Text under study -
((
Reviews the eval deltas from Wednesday's run. One metric improved 4 points. Another regressed on corporate travellers with connecting flights. Writes 6 new evals covering the regression. Fixes it before Monday.
Calls 3 travellers who hit the failure mode this week. Not a survey — a real 20-minute conversation. The failure mode becomes a test case. The test case becomes an eval. The eval prevents it next week.
These aren't inefficiencies that got cut in the name of speed. They are deliberate rejections — each one a choice that the legacy PM ritual was protecting bad ideas, not shipping good ones.
They prototype in Claude Code instead. A working demo in 3 hours costs less in attention than a PRD in 3 days — and it answers the question the PRD never does: does this actually work? Evidence precedes documentation.
The two-week sprint cycle was a governor on bad ideas — it rationed capacity, which forced prioritisation, which caught some nonsense before it shipped. Remove the capacity constraint and the ritual becomes pure overhead. Judgment is the governor now.
No PRD → Figma → ticket relay. The PM builds in the codebase directly. Each handoff in the traditional model introduced 20–30% information loss. At Landr, the person who defines the problem is the person who ships the first version of the solution.
If the PM is spot-checking every booking the agent produces, the evals aren't good enough. That's a sign to fix the eval suite, not to add a human review step. Manual rechecking is an eval failure disguised as diligence.
Features shipped is vanity. A PM who reports "we launched 12 features this quarter" without showing job-completion rate is describing activity, not value. The only number that matters: % of trips completed end-to-end without human intervention.
))
Things to do -
- A) Rewrite as a bulleted list the paragraph of the passage on product management at Landr that begins "No PRD → Figma → ticket relay," keeping its main facts.
- B) Continue the passage on product management at Landr, picking up after its final paragraph.

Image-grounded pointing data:
((
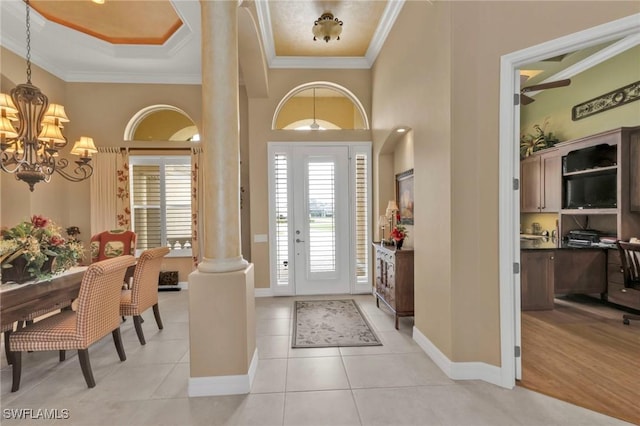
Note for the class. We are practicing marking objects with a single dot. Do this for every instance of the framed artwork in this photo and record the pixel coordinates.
(404, 196)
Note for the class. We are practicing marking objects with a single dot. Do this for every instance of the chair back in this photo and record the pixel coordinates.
(109, 244)
(98, 311)
(630, 258)
(144, 290)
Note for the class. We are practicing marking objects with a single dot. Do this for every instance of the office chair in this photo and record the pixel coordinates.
(630, 258)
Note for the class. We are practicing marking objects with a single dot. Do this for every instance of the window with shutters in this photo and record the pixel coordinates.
(161, 201)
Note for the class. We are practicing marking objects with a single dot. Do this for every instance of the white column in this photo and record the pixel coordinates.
(222, 349)
(220, 138)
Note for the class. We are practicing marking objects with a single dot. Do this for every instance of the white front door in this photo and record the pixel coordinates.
(321, 219)
(315, 244)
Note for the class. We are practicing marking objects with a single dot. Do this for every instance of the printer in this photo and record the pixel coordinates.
(583, 237)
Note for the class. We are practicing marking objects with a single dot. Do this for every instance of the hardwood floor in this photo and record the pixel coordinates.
(583, 354)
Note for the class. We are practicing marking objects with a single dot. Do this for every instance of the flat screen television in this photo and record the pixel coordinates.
(593, 191)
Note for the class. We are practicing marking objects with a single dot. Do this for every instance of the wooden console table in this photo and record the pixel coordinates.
(394, 280)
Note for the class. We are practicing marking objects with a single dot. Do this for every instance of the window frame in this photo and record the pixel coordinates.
(162, 161)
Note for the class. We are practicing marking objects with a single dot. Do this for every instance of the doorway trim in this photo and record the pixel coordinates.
(358, 284)
(509, 201)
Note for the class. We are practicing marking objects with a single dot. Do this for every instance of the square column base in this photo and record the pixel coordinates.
(222, 340)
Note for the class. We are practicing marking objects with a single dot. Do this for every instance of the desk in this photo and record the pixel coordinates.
(19, 300)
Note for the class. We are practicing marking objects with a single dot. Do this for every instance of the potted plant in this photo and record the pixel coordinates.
(35, 249)
(531, 143)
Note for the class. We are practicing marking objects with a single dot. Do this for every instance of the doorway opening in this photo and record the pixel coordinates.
(319, 220)
(509, 204)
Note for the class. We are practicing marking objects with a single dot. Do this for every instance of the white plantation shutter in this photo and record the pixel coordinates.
(178, 202)
(282, 219)
(321, 200)
(161, 200)
(362, 212)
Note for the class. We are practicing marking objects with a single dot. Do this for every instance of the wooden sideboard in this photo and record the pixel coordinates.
(394, 279)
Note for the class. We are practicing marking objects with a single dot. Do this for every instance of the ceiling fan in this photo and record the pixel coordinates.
(526, 100)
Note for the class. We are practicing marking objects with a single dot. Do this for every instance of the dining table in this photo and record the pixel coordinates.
(17, 301)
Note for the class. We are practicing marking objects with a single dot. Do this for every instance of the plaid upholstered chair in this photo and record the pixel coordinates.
(108, 244)
(97, 315)
(144, 289)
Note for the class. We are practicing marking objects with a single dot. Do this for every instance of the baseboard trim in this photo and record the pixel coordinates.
(459, 370)
(224, 385)
(263, 292)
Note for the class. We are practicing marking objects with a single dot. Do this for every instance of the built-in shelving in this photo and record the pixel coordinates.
(594, 170)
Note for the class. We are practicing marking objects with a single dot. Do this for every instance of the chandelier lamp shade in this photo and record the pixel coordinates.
(327, 28)
(31, 134)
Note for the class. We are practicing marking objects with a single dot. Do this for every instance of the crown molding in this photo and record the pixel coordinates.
(600, 56)
(387, 22)
(325, 62)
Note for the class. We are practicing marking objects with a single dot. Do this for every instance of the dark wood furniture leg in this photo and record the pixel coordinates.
(138, 325)
(156, 314)
(117, 339)
(16, 357)
(85, 365)
(7, 352)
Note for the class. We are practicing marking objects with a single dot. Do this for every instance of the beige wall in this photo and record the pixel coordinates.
(447, 91)
(102, 111)
(557, 104)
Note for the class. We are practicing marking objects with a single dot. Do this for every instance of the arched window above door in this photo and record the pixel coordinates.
(318, 106)
(161, 123)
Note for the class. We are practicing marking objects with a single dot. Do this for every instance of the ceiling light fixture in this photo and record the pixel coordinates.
(30, 149)
(314, 125)
(327, 27)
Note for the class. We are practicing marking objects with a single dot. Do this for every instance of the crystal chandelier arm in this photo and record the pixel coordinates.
(82, 171)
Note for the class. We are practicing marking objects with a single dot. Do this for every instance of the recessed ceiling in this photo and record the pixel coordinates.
(292, 21)
(117, 22)
(143, 41)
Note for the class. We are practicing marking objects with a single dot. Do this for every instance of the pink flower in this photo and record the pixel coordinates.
(39, 221)
(56, 241)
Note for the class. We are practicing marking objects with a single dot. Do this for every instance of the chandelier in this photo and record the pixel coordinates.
(327, 27)
(30, 148)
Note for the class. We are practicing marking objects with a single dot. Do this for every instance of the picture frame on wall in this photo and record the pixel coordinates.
(404, 196)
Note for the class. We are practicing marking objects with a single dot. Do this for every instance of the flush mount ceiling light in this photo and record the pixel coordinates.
(327, 27)
(29, 149)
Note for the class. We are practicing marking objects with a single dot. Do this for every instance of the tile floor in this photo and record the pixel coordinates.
(393, 384)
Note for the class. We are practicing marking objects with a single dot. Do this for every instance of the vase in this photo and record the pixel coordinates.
(18, 272)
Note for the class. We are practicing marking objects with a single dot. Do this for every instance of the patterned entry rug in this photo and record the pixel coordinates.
(330, 323)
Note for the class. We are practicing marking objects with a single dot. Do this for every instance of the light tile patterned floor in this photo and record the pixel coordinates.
(393, 384)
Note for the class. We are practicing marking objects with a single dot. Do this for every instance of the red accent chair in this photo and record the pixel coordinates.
(114, 243)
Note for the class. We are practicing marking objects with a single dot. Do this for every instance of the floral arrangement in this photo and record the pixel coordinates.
(540, 140)
(399, 232)
(38, 241)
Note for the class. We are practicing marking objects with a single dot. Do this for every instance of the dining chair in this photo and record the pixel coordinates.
(630, 258)
(144, 289)
(108, 244)
(96, 316)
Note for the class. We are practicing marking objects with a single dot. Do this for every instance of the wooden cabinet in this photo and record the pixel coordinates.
(580, 271)
(546, 273)
(540, 183)
(616, 291)
(394, 280)
(536, 279)
(601, 189)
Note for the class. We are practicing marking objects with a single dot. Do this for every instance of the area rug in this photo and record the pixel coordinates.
(331, 323)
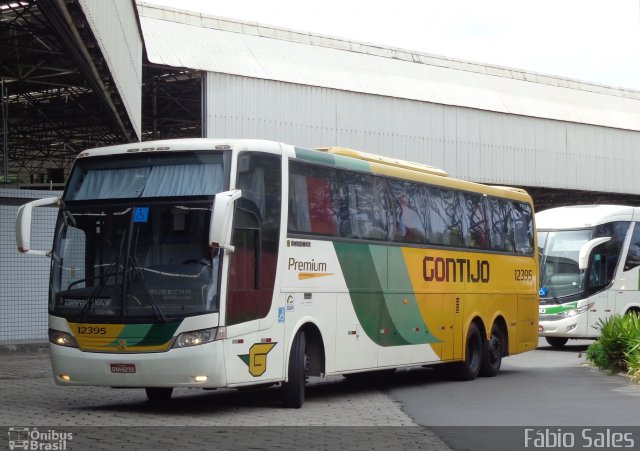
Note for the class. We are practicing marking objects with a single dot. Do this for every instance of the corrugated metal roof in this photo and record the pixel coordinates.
(184, 39)
(114, 24)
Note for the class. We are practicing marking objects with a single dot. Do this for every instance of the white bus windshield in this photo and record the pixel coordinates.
(559, 270)
(108, 265)
(172, 175)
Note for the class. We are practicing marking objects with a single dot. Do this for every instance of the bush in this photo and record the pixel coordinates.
(633, 360)
(618, 347)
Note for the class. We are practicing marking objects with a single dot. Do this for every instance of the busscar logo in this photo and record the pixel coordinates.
(31, 438)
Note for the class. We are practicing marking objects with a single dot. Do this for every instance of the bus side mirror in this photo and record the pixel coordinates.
(23, 224)
(220, 227)
(587, 248)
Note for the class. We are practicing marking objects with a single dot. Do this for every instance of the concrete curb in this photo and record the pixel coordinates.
(24, 346)
(609, 373)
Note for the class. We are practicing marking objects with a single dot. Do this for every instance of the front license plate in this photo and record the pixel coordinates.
(123, 368)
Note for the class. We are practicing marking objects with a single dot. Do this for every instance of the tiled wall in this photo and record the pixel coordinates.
(24, 279)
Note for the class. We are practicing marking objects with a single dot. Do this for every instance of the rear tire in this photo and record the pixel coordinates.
(158, 394)
(492, 353)
(557, 342)
(293, 389)
(470, 367)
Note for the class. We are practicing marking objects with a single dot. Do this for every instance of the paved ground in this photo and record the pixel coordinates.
(343, 416)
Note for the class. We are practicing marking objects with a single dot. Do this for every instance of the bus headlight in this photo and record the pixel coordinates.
(62, 338)
(199, 337)
(577, 311)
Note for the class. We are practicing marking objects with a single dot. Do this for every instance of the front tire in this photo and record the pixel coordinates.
(557, 342)
(158, 394)
(492, 353)
(293, 389)
(470, 367)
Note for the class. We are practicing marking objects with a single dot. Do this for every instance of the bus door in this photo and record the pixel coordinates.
(452, 323)
(255, 332)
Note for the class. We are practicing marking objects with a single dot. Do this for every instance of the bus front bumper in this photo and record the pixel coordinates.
(196, 366)
(570, 327)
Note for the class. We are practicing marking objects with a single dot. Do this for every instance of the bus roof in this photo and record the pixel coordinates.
(183, 144)
(339, 156)
(581, 216)
(384, 160)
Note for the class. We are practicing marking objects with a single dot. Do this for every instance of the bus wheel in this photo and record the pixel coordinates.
(492, 353)
(557, 342)
(156, 394)
(293, 390)
(470, 367)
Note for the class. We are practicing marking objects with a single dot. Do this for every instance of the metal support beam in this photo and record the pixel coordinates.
(5, 130)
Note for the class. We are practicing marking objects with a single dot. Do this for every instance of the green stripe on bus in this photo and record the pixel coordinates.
(146, 334)
(159, 334)
(315, 156)
(362, 266)
(403, 307)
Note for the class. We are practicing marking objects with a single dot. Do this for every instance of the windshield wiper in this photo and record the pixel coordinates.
(112, 271)
(145, 288)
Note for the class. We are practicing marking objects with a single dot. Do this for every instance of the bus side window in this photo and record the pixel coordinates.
(598, 270)
(633, 254)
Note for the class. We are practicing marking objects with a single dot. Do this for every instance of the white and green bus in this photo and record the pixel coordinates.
(589, 268)
(231, 263)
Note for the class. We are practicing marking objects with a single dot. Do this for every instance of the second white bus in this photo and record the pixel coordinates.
(589, 268)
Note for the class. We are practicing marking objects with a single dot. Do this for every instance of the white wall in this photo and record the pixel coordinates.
(472, 144)
(24, 279)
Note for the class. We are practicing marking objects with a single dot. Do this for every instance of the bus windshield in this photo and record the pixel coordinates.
(108, 264)
(132, 239)
(559, 270)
))
Numbered responses -
- A)
- There is no relay from PRD to Figma to ticket.
- The PM builds directly in the codebase.
- In the traditional model, each handoff introduced 20–30% information loss.
- At Landr, the person who defines the problem ships the first version of the solution.

- B)
What's on this PM's screen on any given Tuesday. Not Jira. Not Confluence. Not a roadmap deck.
Claude Code
Prototyping features directly. First version of any idea.
Cursor
Iterating on agent logic. Reading codebase, writing fixes.
Braintrust
Writing and running eval suites. Evals are the spec.
Arize
Catching hallucinations before travellers do.
LangSmith
Observability on agent traces. Where does it burn budget and fail?
Bolt / v0
Spinning up UI and onboarding demos in an afternoon.
Linear
Issues, not sprints. No velocity theatre.
Loom + phone
User research. Screen recordings over slide decks.
Not on this PM's machine
This is how the PM at Landr works with the agent stack. They don't manage AI features. They delegate to agents, define what failure looks like, own the evals, and review the traces. One real day, timestamped.
The pricing agent shipped a 3% markup experiment on 8% of traffic
No one approved it. It passed all evals. The PM set the threshold — "ship if eval score above 92, traffic below 15%" — and the agent executed. That's the process.
Opened the eval suite in Braintrust
Spotted a regression: the pricing agent had regressed on "traveller paying in a second currency." The eval score dropped from 94 to 87 on that subset. No human reported this. The eval caught it automatically.
Wrote 4 new evals capturing the failure mode precisely
Not a ticket to engineering. Not a Slack message asking someone to look into it. They wrote the evals in Braintrust — test cases that describe exactly what correct behaviour looks like for dual-currency trips — and committed them directly.
Shipped a fix that passed all four new evals
Wrote the prompt correction in Cursor. Ran the eval suite locally. Passed. Deployed to the same 8% of traffic. No handoff. No waiting. The time from "spotted regression" to "fix live" was 3 hours.
Re-ran traffic on the full experiment
With the regression fixed, expanded the pricing experiment from 8% to 22% of traffic. Set a new eval threshold: alert if dual-currency score drops below 90. The agent monitors itself now.
Reviewed LangSmith traces. Regression confirmed gone.
Checked 40 traces across the dual-currency subset. All clean. Wrote a 3-line Loom for the engineering team explaining what was found, what was fixed, and what the new eval threshold is. No meeting needed. Tomorrow: expand to 50% of traffic.